*EXERCISE INSTRUCTIONS*
The response must consist of the records below, copied exactly.

┏━━

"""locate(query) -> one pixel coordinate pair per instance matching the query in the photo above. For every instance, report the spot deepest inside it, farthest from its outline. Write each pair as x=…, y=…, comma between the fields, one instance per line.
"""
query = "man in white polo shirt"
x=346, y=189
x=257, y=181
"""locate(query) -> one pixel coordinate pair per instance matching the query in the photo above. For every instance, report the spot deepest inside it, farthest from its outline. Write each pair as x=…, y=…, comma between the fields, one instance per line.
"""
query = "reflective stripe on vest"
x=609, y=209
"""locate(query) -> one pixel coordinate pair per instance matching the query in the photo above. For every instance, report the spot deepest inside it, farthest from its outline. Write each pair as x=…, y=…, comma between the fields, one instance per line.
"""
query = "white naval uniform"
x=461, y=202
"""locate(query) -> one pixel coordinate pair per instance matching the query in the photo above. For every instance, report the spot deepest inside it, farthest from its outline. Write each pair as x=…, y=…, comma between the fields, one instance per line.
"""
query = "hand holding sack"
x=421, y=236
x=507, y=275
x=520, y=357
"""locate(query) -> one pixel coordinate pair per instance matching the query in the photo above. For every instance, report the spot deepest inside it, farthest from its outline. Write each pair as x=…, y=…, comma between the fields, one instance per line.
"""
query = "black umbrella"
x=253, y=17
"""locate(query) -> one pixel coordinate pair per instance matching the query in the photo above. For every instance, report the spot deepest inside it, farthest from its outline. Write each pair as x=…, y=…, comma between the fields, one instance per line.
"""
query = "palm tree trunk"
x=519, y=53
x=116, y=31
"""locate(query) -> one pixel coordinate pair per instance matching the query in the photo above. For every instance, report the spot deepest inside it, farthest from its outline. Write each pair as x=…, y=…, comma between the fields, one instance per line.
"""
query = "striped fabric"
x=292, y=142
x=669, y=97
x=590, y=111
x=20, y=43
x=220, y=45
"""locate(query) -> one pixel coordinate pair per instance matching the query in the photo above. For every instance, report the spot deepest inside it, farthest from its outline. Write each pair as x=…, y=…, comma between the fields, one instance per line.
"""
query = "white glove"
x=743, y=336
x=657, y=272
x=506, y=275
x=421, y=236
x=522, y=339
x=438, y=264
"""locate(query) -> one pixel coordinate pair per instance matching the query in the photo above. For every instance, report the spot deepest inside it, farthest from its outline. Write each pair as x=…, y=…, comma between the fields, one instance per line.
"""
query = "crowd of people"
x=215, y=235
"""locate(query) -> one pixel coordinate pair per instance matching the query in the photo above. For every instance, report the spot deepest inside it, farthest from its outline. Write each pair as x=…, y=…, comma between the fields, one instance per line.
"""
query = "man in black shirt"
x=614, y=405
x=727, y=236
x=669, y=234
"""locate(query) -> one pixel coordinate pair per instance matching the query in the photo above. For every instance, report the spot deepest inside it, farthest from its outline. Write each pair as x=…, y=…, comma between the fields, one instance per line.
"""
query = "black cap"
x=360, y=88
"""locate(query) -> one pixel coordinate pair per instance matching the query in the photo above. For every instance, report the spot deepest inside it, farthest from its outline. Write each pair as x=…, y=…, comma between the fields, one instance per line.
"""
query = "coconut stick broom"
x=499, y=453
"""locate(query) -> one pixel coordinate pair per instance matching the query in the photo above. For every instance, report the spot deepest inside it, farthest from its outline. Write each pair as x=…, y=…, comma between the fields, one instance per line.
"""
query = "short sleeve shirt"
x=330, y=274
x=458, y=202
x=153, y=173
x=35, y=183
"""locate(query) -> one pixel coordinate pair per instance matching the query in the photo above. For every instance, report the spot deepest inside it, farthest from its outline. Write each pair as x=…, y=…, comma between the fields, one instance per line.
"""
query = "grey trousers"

┗━━

*ANSWER FOR THIS EXERCISE*
"""locate(query) -> one pixel coordinate pair per instance matching the query in the photo above. For every instance, report the spot deepest inside it, farthest from its outline. Write each pair as x=…, y=…, comma between the fields, one instance per line.
"""
query = "man in white polo shirt"
x=346, y=189
x=257, y=181
"""locate(query) -> one pixel coordinate pair per instance matching the query in the photo above. For every instance, report the spot deepest inside it, farthest from its outline. Write each pair as x=…, y=…, comma between the fields, one instance per line.
"""
query = "reflective stripe on vest"
x=609, y=209
"""locate(query) -> one pixel coordinate pair per instance matching the query in the photo above. For every instance, report the spot deepest inside it, farthest from its outline. Write each pair as x=…, y=…, comma between the fields, one instance per line.
"""
query = "white naval uniform"
x=461, y=202
"""locate(query) -> one pixel coordinate pair per instance matching the query in the photo above. For every instance, report the spot deepest inside it, farthest from its outline. Write each pair as x=…, y=…, comma between the fields, one instance per line.
"""
query = "hand holding sack"
x=421, y=236
x=507, y=275
x=520, y=357
"""locate(query) -> one pixel coordinate pair per instance matching the query in the photo above. For every instance, report the spot deepest inside it, farthest from its outline. Write each pair as x=…, y=…, comma between the fields, one instance per line.
"""
query = "black umbrella"
x=253, y=17
"""locate(query) -> one pixel coordinate pair per instance matching the query in the photo above. For every instance, report the spot deepest inside it, farthest from its outline. Write each pair as x=…, y=…, comma between the fields, one instance per line.
"""
query = "palm tree trunk"
x=519, y=53
x=116, y=31
"""locate(query) -> one pixel coordinate pair per instance matching the query in the photo above. For every instance, report the spot deepest inside it, farthest from its outline. Write each pair as x=…, y=…, comma between the fields, one instance per line.
"""
query = "striped fabric"
x=292, y=142
x=669, y=97
x=590, y=111
x=20, y=43
x=220, y=45
"""locate(query) -> one pixel coordinate pair per instance matching the query in the photo above. For every instance, report the spot deepest inside it, farthest from its outline. Write each pair as x=…, y=…, comma between the fields, one instance per line.
"""
query = "white glove"
x=743, y=336
x=657, y=272
x=506, y=275
x=421, y=236
x=522, y=339
x=438, y=264
"""locate(query) -> one pixel coordinate pair per instance matching the query in the photo above. For every instance, report the spot deepest inside it, farthest from its outline. Write each pair as x=…, y=…, comma between the fields, one instance per line.
"""
query = "crowd of people"
x=215, y=235
"""locate(query) -> one pixel coordinate pair per instance matching the query in the photo above. For every instance, report the spot deepest inside it, farthest from its outline. Write each pair as x=…, y=…, comma between the fields, one instance per line.
"""
query = "man in black shirt"
x=614, y=405
x=727, y=236
x=669, y=234
"""locate(query) -> one pixel coordinate pair per instance matching the query in the photo above. For every instance, report the spot deepest inside it, farthest from its outline. Write each pair as x=…, y=…, comma between the fields, one instance per line.
"""
query = "black cap"
x=360, y=88
"""locate(query) -> one pixel coordinate pair per instance matching the query in the photo above. For every instance, report the spot deepest inside it, farthest from its outline. Write each pair as x=…, y=…, comma between the fields, one instance per line.
"""
query = "coconut stick broom"
x=499, y=453
"""locate(query) -> one pixel coordinate pair per instance matching the query in the photo above. For every instance, report the spot deepest inside it, farthest from its outline. Write each pair as x=…, y=…, comma between the fields, one instance per line.
"""
query = "short sleeve shirt"
x=330, y=274
x=458, y=202
x=153, y=173
x=35, y=183
"""locate(query) -> one pixel coordinate pair per instance matching the query in the photo above. For every instance, report the spot deepest inside it, farthest from its outline. Write each pair as x=…, y=…, comma between the fields, one instance per line.
"""
query = "grey trousers"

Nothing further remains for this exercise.